··· MATERIAL FOR THIS EXERCISE

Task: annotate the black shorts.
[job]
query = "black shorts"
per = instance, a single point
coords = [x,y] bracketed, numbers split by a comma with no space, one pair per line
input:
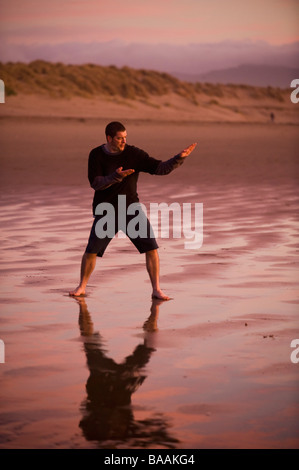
[144,241]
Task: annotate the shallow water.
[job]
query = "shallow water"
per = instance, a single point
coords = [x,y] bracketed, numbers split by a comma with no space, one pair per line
[209,369]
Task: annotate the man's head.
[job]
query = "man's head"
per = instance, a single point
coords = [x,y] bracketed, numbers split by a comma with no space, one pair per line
[116,136]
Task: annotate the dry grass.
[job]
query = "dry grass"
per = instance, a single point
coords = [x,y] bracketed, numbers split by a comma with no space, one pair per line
[89,80]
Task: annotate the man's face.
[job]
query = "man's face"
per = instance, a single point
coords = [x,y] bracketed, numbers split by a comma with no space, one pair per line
[118,142]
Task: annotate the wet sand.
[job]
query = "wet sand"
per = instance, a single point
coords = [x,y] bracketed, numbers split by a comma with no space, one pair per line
[209,369]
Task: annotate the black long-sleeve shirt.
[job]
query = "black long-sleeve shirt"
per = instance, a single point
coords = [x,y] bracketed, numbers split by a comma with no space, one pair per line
[108,184]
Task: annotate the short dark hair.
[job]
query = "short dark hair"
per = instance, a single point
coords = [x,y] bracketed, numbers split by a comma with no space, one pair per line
[113,128]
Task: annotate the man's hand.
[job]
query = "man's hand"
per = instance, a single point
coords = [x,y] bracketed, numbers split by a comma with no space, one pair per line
[188,150]
[123,173]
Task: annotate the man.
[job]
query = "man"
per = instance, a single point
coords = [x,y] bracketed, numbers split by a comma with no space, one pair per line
[113,170]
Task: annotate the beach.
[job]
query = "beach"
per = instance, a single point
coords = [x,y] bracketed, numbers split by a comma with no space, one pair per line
[209,369]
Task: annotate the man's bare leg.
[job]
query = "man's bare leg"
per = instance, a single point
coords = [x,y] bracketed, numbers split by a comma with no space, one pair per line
[87,266]
[153,268]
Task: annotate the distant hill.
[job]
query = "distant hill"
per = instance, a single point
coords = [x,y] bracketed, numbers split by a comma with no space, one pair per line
[254,75]
[65,81]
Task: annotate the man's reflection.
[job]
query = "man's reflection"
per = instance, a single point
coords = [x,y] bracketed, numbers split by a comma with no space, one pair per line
[107,411]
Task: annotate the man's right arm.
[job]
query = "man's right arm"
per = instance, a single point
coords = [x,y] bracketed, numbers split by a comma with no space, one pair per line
[103,182]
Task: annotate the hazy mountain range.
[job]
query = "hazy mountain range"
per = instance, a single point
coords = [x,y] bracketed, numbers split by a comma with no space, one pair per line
[247,62]
[255,75]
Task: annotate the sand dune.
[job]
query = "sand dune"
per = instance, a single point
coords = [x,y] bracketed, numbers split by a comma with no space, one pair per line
[89,91]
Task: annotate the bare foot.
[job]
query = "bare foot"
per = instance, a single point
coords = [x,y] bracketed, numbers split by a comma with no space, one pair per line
[77,292]
[158,294]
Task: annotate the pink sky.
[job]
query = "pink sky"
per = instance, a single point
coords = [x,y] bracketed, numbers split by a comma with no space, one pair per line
[148,21]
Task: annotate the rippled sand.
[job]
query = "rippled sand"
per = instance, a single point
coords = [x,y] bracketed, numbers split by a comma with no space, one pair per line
[209,369]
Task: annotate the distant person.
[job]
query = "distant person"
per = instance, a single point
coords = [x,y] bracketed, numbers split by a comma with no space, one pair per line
[113,170]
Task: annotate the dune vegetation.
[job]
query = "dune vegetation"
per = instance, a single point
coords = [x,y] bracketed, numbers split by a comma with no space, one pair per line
[89,80]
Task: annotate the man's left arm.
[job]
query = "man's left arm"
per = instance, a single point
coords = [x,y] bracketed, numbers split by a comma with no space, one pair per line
[164,168]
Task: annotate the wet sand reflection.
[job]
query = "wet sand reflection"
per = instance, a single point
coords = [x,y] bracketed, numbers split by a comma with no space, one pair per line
[108,415]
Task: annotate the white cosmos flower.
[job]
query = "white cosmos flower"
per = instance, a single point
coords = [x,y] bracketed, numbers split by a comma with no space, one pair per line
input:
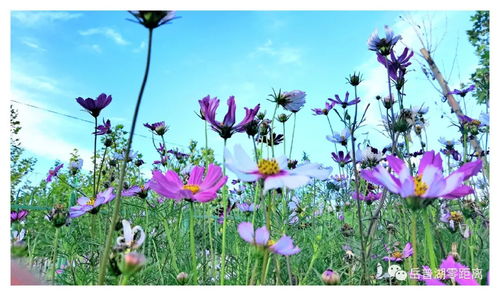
[129,239]
[274,172]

······

> [WHAT NEEDS TO BE DONE]: Could you lay out all the rows above as a two-column CSV with the headers "prompt" and "points", one line per row? Put each row's text and its answer in one quoted field apiece, turn line breaks into spaces, and leave the pictures out.

> [RESULT OF THE EXERCISE]:
prompt,points
"Task: annotate the black shorts. [job] query = ""black shorts"" per = instance, a single point coords = [x,y] bracketed, numbers split by a comma with no space, one pair per line input:","[144,241]"
"Task: annotate the shallow water. [job] query = ""shallow water"" per = instance, a single point coords = [x,y] bracketed, numbers split by a comma with no space, one pair per line","[209,369]"
"Task: annotate the man's head. [job] query = ""man's head"" per = instance, a single point coords = [x,y] bracketed, numbers split by a comma with no space, one pair per line","[116,136]"
"Task: annotate the dry grass. [job] query = ""dry grass"" per = instance, a single point coords = [x,y] bracketed, numbers split by a comma with no space, one pair per line","[89,80]"
"Task: annotate the man's face. [job] query = ""man's face"" per = instance, a single point coords = [x,y] bracketed, numbers split by a comma with no space, one pair per line","[118,142]"
"Task: annotate the wet sand. [job] query = ""wet sand"" per = instance, a single point coords = [x,y] bracketed, numbers split by a comma with no space, one pair per line","[209,369]"
"Task: annotate the black long-sleeve shirt. [job] query = ""black long-sleeve shirt"" per = instance, a single point coords = [x,y] bracketed, numbers split by a comma with no space, one pair per line","[108,184]"
"Task: annotate the short dark hair. [job] query = ""short dark hair"" per = instance, a single point coords = [x,y] bracketed, numbers split by a comma with no space, one pair per line","[113,128]"
"Task: annotate the man's hand. [job] query = ""man's hand"" per = instance, a single point coords = [x,y] bracketed, numbers split by a comma with no space, one pair per line","[188,150] [123,173]"
"Task: annotate the man. [job] query = ""man"" per = instance, a single point coords = [x,y] bracketed, numbers split by a comma with no space, one pair per line","[113,170]"
"Task: annotate the beach. [job] query = ""beach"" per = instance, a single point coords = [x,y] bracketed, numbers split by a comma with no space, one pair per line","[209,369]"
"Task: annotate the man's bare leg. [job] query = ""man's bare leg"" per = instance, a single point coords = [x,y] bracketed, numbers split by a comma with no space, one pair per line","[87,266] [153,268]"
"Task: annotate the distant hill. [job] query = ""distant hill"" per = instance, a single point coords = [x,y] bracketed, numbers split by a comma with no space, one pair per line","[254,75] [65,81]"
"Task: annotate the man's reflection. [job] query = ""man's reflection"" per = instance, a single point coords = [x,y] bracketed, numbers split by a comma with no space, one pair per line","[107,411]"
"Task: annotate the man's right arm. [job] query = ""man's right arm"" per = instance, a single point coords = [x,y] bracketed, numbers split by a comma with no space, one pair per line","[103,182]"
"Task: annotate the hazy mountain range. [job] query = ""hazy mountain range"" per = instance, a single point coords = [x,y] bracketed, numbers split by a comma with no space, one pair per line","[247,62] [255,75]"
"Task: annotate the sand dune. [job] query = ""sand dune"" per = instance, a single point coords = [x,y] bracketed, numbers split by a comma with no space, one pair per line","[89,91]"
"Task: annotate the bare foot. [job] query = ""bare foot"" per = instance, a single point coords = [x,y] bracketed, numbers split by a comma with no space, one pair per line","[77,292] [158,294]"
"Task: annotate the pink sky. [job] query = ""pink sky"" per = instance, a single point coords = [x,y] bracketed, numbers split by a comma with no space, one pair per line","[148,21]"
"Task: annotate the rippled sand. [job] query = ""rippled sand"" per = instance, a single point coords = [x,y] bracketed, numbers split by a comma with no space, one pair per line","[209,369]"
"Task: annotate the distant person. [job] query = ""distant person"" per = instance, a single point coords = [x,y] bracketed, numbers split by a comma with no space, one pair per line","[113,170]"
"Task: annotate the dune vegetation. [job] query = ""dune vegetation"" per = instance, a single point coords = [x,y] bracketed, numbers split by a comma with no space, one pair per line","[89,80]"
"Task: annotate the man's left arm. [job] query = ""man's left arm"" per = instance, a single point coords = [x,y] bracketed, numbers split by a comma with no space, one pair per line","[164,168]"
"Task: annotate the wet sand reflection. [job] query = ""wet sand reflection"" per = instance, a single point coords = [x,y] bracketed, numbers split by a comma with no space, one pair per line","[108,415]"
"Task: annotate the white cosmos flower. [job] query = ""white cosmos flower"" per = instance, a single point coords = [x,y] bracketed, numbers split by a comma with no space, one pair per line input:","[129,239] [274,172]"